--- DATA PROVIDED ---

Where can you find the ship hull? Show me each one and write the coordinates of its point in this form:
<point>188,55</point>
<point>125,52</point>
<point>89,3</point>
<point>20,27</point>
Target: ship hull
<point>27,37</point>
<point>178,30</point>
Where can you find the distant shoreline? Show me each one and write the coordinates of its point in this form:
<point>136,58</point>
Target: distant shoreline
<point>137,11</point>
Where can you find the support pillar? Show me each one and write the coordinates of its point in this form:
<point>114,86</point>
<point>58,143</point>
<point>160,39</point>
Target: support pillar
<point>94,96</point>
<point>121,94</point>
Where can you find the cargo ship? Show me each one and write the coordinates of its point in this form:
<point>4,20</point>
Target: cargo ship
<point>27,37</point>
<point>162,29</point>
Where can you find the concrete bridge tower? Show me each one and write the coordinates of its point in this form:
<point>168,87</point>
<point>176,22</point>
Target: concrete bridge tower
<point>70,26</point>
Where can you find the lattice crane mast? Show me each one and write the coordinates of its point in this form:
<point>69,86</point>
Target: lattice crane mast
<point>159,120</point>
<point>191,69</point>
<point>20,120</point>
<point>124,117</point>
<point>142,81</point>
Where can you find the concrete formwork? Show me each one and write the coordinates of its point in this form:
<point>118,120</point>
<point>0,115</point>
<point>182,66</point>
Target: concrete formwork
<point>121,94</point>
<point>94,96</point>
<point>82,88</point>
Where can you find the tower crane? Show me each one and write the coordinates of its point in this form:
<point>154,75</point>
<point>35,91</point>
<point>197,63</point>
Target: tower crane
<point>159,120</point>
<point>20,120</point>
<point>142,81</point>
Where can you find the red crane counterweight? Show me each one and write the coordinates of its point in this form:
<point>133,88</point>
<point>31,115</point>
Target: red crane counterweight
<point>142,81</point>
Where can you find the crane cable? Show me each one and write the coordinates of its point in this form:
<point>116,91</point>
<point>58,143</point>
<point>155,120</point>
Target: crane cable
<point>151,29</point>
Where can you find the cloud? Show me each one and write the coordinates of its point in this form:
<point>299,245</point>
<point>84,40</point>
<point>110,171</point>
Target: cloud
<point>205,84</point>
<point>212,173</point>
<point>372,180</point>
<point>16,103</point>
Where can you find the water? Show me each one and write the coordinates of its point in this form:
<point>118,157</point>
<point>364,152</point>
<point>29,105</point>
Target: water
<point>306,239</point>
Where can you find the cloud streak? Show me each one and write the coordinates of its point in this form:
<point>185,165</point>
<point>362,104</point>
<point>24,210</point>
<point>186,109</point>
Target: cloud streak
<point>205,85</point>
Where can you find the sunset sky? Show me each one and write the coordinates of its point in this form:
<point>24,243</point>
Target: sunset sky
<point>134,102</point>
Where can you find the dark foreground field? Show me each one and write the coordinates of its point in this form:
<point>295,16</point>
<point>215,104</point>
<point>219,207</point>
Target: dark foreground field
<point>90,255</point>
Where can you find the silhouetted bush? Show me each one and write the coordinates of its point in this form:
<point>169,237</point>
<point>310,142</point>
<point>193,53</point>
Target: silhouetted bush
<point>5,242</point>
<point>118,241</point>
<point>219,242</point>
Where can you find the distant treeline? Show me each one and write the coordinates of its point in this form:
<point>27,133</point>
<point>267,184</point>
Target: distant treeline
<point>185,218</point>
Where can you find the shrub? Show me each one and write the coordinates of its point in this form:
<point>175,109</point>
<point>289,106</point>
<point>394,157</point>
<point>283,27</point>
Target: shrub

---

- [PROBLEM DETAILS]: Return every record, word for word.

- [ANSWER TO THE EXERCISE]:
Where can you find the ship hull? Show me each one and write the coordinates of its point in this form:
<point>188,55</point>
<point>125,52</point>
<point>89,3</point>
<point>20,27</point>
Target: ship hull
<point>27,37</point>
<point>178,30</point>
Where can you find the distant shoreline? Show me each one and write the coordinates of its point in this form:
<point>136,58</point>
Target: distant shoreline
<point>137,11</point>
Where can you find the support pillar? Show me each one and write the coordinates of its point in this form:
<point>114,86</point>
<point>58,143</point>
<point>160,39</point>
Target: support pillar
<point>94,96</point>
<point>121,94</point>
Where can you find the cargo ship? Show me each one and write the coordinates of its point in this form:
<point>4,20</point>
Target: cargo ship
<point>27,37</point>
<point>162,29</point>
Where can you find the concrete bridge tower? Show me each one and write the coordinates of its point in this form:
<point>168,87</point>
<point>176,22</point>
Target: concrete bridge tower
<point>70,26</point>
Where can you find the lattice crane mast? Show me each one and write the coordinates of its point in this form:
<point>69,86</point>
Target: lattice crane mast
<point>159,120</point>
<point>191,69</point>
<point>20,120</point>
<point>124,117</point>
<point>142,81</point>
Where can you find the concrete formwork? Show me each one and write the coordinates of its point in this form:
<point>118,120</point>
<point>0,115</point>
<point>182,66</point>
Target: concrete formwork
<point>121,94</point>
<point>94,96</point>
<point>82,88</point>
Where can you find the tower crane? Show me each one and write the coordinates of its point in this form:
<point>154,75</point>
<point>35,91</point>
<point>197,63</point>
Target: tower crane
<point>159,120</point>
<point>20,120</point>
<point>142,81</point>
Where can you find the red crane counterweight? Show me each one and write the coordinates of its point in this form:
<point>133,88</point>
<point>31,115</point>
Target: red crane counterweight
<point>142,81</point>
Where can you find the crane cable? Show me each one and write the coordinates of its point in this form:
<point>116,91</point>
<point>58,143</point>
<point>155,120</point>
Target: crane cable
<point>151,29</point>
Where can you find the cloud? Show me each one and write the coordinates of its point in this form:
<point>299,245</point>
<point>84,40</point>
<point>110,171</point>
Target: cloud
<point>205,84</point>
<point>212,173</point>
<point>372,180</point>
<point>16,103</point>
Where can you find the water? Show me each one and write the coordinates of its point in this form:
<point>118,157</point>
<point>364,152</point>
<point>29,105</point>
Target: water
<point>306,239</point>
Where can you find the cloud streak? Show me each one and write the coordinates of its point in this form:
<point>185,165</point>
<point>362,104</point>
<point>24,210</point>
<point>186,109</point>
Target: cloud streak
<point>205,85</point>
Where can you find the sunset sky? Show me each one and write the coordinates of its point in this form:
<point>24,243</point>
Target: sunset sky
<point>134,102</point>
Where can you find the dark foreground field? Show me each one and write the coordinates of its point in this form:
<point>295,16</point>
<point>215,104</point>
<point>219,207</point>
Target: dark foreground field
<point>90,255</point>
Where can you find the silhouetted bush? Show me each one and write the coordinates of its point in this form:
<point>169,237</point>
<point>310,142</point>
<point>193,53</point>
Target: silhouetted bush
<point>5,242</point>
<point>118,241</point>
<point>219,242</point>
Where can you find the distant treeline? Show me each one and write the coordinates of its point in this form:
<point>27,133</point>
<point>267,184</point>
Target: distant treeline
<point>185,218</point>
Where can you find the shrub? Show me each one and write the coordinates of its point in this form:
<point>175,109</point>
<point>289,106</point>
<point>394,157</point>
<point>283,27</point>
Target: shrub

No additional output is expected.